Description of the task: In the records below, find each line with "negative" and copy it.

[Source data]

==========

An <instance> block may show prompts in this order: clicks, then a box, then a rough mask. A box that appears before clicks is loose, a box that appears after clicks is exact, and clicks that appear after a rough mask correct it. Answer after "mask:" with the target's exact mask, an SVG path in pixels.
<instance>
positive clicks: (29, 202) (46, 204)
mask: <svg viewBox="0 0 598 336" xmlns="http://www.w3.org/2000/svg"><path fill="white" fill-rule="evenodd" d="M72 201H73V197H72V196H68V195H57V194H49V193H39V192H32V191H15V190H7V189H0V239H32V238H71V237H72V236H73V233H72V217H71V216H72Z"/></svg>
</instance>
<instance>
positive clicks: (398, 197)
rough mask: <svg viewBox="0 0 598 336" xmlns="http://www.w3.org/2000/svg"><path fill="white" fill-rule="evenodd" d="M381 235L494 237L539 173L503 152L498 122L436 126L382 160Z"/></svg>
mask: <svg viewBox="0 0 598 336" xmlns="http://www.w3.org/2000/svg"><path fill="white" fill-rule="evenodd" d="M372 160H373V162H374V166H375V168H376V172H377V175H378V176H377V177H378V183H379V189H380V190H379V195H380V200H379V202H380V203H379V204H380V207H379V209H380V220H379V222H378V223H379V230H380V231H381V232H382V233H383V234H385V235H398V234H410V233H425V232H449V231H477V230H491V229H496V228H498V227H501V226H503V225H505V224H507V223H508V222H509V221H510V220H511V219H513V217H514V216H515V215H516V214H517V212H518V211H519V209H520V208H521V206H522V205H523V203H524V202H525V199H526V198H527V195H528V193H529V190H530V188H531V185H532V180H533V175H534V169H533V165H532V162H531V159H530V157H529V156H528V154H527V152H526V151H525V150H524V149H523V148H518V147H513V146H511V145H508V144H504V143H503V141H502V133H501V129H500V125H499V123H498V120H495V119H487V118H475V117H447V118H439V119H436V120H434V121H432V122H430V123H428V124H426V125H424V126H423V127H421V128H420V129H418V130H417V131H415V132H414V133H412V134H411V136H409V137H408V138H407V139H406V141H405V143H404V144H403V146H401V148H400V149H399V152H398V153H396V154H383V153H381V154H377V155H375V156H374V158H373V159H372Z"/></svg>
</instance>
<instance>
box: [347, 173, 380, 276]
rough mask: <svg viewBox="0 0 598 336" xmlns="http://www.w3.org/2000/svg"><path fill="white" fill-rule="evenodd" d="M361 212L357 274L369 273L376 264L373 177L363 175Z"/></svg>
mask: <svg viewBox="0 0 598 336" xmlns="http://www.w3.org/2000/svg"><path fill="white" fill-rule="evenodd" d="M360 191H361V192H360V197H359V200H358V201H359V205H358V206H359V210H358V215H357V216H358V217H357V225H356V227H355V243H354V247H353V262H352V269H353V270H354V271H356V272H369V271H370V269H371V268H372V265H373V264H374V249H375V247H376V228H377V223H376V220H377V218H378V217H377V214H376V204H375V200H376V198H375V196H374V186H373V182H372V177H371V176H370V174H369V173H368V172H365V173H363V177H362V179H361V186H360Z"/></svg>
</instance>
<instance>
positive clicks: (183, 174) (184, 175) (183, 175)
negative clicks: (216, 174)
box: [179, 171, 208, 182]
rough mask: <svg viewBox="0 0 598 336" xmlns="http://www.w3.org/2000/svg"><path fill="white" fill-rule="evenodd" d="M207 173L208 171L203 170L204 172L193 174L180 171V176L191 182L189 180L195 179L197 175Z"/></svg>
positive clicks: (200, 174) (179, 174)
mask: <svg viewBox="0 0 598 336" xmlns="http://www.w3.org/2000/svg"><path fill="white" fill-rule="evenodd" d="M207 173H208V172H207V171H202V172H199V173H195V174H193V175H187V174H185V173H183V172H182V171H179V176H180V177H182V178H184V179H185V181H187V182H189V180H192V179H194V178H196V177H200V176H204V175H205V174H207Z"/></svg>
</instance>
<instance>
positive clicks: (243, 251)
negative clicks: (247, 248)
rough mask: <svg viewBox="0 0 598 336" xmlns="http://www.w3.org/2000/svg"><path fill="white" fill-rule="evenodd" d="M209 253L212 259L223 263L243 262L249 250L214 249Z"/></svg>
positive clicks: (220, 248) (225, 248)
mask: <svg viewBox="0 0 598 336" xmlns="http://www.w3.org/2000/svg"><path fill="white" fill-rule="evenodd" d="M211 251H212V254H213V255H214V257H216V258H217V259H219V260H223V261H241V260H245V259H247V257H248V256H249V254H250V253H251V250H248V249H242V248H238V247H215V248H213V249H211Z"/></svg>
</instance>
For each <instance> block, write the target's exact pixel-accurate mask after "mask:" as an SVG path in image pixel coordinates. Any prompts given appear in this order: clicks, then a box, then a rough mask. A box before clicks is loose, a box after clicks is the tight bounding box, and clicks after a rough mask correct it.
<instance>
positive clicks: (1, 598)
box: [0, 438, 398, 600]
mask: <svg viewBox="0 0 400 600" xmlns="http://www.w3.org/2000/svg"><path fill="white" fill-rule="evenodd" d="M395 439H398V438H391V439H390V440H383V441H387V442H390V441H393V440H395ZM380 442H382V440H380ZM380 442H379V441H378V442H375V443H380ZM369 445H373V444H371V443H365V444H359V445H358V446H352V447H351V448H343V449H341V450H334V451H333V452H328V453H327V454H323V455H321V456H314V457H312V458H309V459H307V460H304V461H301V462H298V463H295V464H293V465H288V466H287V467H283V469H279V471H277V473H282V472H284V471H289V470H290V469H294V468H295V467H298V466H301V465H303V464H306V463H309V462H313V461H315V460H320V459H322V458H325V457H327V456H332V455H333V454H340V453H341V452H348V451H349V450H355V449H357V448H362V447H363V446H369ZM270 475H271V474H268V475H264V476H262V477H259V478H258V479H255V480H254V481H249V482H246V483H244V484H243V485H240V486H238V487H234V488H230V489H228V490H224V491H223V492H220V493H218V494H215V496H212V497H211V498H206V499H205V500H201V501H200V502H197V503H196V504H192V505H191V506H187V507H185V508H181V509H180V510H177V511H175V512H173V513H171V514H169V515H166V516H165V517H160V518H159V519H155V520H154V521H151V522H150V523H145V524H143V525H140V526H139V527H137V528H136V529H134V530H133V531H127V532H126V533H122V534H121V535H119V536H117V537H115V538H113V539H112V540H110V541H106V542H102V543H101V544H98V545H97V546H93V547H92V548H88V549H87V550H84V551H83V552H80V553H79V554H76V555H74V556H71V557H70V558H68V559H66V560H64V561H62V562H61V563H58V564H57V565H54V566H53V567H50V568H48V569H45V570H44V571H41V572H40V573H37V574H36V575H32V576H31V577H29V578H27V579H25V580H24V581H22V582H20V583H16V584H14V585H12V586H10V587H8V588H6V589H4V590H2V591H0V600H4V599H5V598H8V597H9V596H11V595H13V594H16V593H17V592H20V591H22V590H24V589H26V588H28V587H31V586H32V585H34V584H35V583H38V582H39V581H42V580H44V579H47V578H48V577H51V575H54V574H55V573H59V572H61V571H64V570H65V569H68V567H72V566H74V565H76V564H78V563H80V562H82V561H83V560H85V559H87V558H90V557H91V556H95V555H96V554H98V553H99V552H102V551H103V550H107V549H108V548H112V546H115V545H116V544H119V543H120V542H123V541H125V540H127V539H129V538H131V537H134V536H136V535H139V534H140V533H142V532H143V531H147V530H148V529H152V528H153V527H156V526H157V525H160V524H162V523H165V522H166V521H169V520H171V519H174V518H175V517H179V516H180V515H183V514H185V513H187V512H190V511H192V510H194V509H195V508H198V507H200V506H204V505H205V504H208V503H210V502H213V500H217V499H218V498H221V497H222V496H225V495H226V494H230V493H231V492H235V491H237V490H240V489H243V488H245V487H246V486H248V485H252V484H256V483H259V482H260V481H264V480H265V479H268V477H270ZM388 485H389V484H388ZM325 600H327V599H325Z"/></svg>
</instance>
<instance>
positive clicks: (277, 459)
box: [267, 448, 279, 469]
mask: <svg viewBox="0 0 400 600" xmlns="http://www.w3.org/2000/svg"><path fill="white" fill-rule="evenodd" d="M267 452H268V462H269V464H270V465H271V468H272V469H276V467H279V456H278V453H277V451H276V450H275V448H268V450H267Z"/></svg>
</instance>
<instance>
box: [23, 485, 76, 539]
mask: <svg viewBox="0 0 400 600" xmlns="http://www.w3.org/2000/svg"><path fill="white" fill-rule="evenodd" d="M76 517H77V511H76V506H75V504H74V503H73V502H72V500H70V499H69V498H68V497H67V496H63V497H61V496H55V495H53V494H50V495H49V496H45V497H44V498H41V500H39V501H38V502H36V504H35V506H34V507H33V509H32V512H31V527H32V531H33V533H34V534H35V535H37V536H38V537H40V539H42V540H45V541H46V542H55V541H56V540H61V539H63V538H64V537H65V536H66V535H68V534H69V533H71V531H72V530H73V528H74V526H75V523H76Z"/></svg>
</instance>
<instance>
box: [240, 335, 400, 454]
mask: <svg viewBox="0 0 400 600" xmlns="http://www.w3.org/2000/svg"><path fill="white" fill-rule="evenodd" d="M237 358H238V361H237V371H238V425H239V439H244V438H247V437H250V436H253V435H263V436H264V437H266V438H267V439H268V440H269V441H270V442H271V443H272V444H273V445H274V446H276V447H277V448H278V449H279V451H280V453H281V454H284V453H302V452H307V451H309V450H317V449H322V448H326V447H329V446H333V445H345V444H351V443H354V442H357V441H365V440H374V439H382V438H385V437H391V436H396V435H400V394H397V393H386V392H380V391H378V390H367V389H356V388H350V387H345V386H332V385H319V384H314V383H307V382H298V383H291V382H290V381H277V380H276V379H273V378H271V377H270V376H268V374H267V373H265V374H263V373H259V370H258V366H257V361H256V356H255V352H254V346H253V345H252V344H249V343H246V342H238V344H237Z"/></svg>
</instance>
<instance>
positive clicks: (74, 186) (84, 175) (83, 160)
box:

==========

Solution to the exercise:
negative clicks: (216, 174)
negative clicks: (247, 248)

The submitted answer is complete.